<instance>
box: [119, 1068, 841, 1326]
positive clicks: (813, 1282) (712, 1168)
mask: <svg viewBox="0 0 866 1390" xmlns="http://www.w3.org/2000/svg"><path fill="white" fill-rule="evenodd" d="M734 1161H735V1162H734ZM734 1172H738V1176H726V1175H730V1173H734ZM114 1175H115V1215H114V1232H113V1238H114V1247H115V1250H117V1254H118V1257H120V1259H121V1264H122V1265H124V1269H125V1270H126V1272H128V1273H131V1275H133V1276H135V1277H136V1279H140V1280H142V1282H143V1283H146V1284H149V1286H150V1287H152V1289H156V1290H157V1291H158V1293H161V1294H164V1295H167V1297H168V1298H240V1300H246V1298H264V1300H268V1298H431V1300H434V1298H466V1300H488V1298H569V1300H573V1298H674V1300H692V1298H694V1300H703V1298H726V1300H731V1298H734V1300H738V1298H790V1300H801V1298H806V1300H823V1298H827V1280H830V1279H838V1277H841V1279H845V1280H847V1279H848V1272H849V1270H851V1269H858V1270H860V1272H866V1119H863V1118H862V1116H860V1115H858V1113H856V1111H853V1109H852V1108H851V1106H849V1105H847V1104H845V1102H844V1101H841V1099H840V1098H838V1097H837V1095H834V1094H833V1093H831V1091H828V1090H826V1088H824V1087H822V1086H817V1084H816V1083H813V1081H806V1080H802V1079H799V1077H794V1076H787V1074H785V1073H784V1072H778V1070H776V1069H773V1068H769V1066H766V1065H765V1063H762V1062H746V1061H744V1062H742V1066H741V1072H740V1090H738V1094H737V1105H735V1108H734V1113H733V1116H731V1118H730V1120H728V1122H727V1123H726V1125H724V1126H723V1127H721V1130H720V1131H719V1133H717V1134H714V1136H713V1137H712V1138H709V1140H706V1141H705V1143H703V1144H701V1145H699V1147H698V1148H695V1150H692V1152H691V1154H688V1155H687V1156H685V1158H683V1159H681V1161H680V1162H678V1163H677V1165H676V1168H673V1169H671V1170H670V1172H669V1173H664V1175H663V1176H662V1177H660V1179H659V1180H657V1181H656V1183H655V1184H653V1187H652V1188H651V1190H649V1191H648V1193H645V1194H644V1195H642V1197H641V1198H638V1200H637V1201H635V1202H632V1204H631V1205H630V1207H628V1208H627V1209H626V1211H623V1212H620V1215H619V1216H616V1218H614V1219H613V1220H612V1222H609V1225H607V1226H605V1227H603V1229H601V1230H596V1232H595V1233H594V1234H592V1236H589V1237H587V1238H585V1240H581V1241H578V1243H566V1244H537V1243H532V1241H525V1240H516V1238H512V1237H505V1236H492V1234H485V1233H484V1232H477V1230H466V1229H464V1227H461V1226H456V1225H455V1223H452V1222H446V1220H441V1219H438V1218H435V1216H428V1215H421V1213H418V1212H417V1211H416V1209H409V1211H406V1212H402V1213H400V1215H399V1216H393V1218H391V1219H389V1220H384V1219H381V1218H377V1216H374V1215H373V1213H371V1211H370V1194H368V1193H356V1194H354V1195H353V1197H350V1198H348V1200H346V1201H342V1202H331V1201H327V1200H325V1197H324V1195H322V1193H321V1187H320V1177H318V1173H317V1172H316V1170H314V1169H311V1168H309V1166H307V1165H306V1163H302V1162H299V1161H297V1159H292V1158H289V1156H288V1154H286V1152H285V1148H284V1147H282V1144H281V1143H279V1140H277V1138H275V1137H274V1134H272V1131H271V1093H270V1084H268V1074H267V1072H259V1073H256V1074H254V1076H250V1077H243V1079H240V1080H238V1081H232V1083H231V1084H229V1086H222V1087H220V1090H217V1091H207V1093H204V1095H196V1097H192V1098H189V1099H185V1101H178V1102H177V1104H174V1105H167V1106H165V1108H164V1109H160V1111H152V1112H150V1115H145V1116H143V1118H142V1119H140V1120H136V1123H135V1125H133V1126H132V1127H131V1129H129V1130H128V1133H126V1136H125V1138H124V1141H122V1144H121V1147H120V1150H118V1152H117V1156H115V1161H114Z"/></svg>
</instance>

********************

== Task brief ==
Your answer should be the full set of records, printed exactly.

== Output for this task ==
<instance>
box: [119, 1068, 841, 1326]
positive clicks: (813, 1282) (712, 1168)
mask: <svg viewBox="0 0 866 1390" xmlns="http://www.w3.org/2000/svg"><path fill="white" fill-rule="evenodd" d="M734 1161H735V1162H734ZM734 1172H738V1176H726V1175H730V1173H734ZM114 1175H115V1215H114V1232H113V1238H114V1247H115V1250H117V1254H118V1257H120V1259H121V1264H122V1265H124V1269H125V1270H126V1272H128V1273H131V1275H133V1276H135V1277H136V1279H140V1280H142V1282H143V1283H146V1284H149V1286H150V1287H152V1289H156V1290H157V1291H158V1293H161V1294H164V1295H167V1297H168V1298H240V1300H246V1298H264V1300H268V1298H431V1300H434V1298H466V1300H488V1298H569V1300H573V1298H674V1300H692V1298H694V1300H703V1298H726V1300H731V1298H734V1300H738V1298H790V1300H801V1298H806V1300H823V1298H827V1280H830V1279H838V1277H841V1279H845V1280H847V1279H848V1272H849V1270H851V1269H858V1270H860V1272H866V1119H863V1118H862V1116H860V1115H858V1113H856V1111H853V1109H852V1108H851V1106H849V1105H847V1104H845V1102H844V1101H841V1099H840V1098H838V1097H837V1095H834V1094H833V1093H831V1091H828V1090H826V1088H824V1087H822V1086H817V1084H816V1083H813V1081H806V1080H802V1079H799V1077H794V1076H787V1074H785V1073H784V1072H778V1070H776V1069H773V1068H769V1066H766V1065H765V1063H762V1062H746V1061H744V1062H742V1066H741V1072H740V1090H738V1094H737V1105H735V1108H734V1113H733V1116H731V1118H730V1120H728V1122H727V1123H726V1125H724V1126H723V1127H721V1130H720V1131H719V1133H717V1134H714V1136H713V1137H712V1138H709V1140H706V1141H705V1143H703V1144H701V1145H699V1147H698V1148H695V1150H692V1152H691V1154H688V1155H687V1156H685V1158H683V1159H681V1161H680V1162H678V1163H677V1165H676V1168H673V1169H671V1170H670V1172H669V1173H664V1175H663V1176H662V1177H660V1179H659V1180H657V1181H656V1183H655V1184H653V1187H652V1188H651V1190H649V1191H648V1193H645V1194H644V1195H642V1197H641V1198H638V1200H637V1201H635V1202H632V1204H631V1205H630V1207H628V1208H627V1209H626V1211H623V1212H620V1215H619V1216H616V1218H614V1219H613V1220H612V1222H609V1225H607V1226H605V1227H603V1229H601V1230H596V1232H595V1233H594V1234H592V1236H589V1237H587V1238H585V1240H581V1241H578V1243H566V1244H537V1243H532V1241H525V1240H516V1238H512V1237H505V1236H492V1234H485V1233H484V1232H477V1230H466V1229H464V1227H461V1226H456V1225H455V1223H452V1222H446V1220H441V1219H438V1218H435V1216H428V1215H421V1213H418V1212H417V1211H416V1209H409V1211H406V1212H402V1213H400V1215H399V1216H393V1218H391V1219H389V1220H384V1219H381V1218H377V1216H374V1215H373V1213H371V1211H370V1194H368V1193H356V1194H354V1195H353V1197H350V1198H348V1200H346V1201H342V1202H331V1201H327V1200H325V1197H324V1195H322V1193H321V1187H320V1177H318V1173H317V1172H316V1170H314V1169H311V1168H309V1166H307V1165H306V1163H302V1162H299V1161H297V1159H292V1158H289V1156H288V1154H286V1152H285V1148H284V1147H282V1144H281V1143H279V1140H277V1138H275V1137H274V1134H272V1131H271V1093H270V1084H268V1074H267V1072H259V1073H256V1074H254V1076H250V1077H243V1079H240V1080H238V1081H232V1083H231V1084H229V1086H222V1087H220V1090H217V1091H207V1093H204V1095H196V1097H192V1098H189V1099H185V1101H178V1102H177V1104H174V1105H167V1106H165V1108H164V1109H160V1111H152V1112H150V1115H145V1116H143V1118H142V1119H140V1120H136V1123H135V1125H133V1126H132V1127H131V1129H129V1130H128V1133H126V1136H125V1138H124V1141H122V1144H121V1147H120V1150H118V1152H117V1156H115V1161H114Z"/></svg>
</instance>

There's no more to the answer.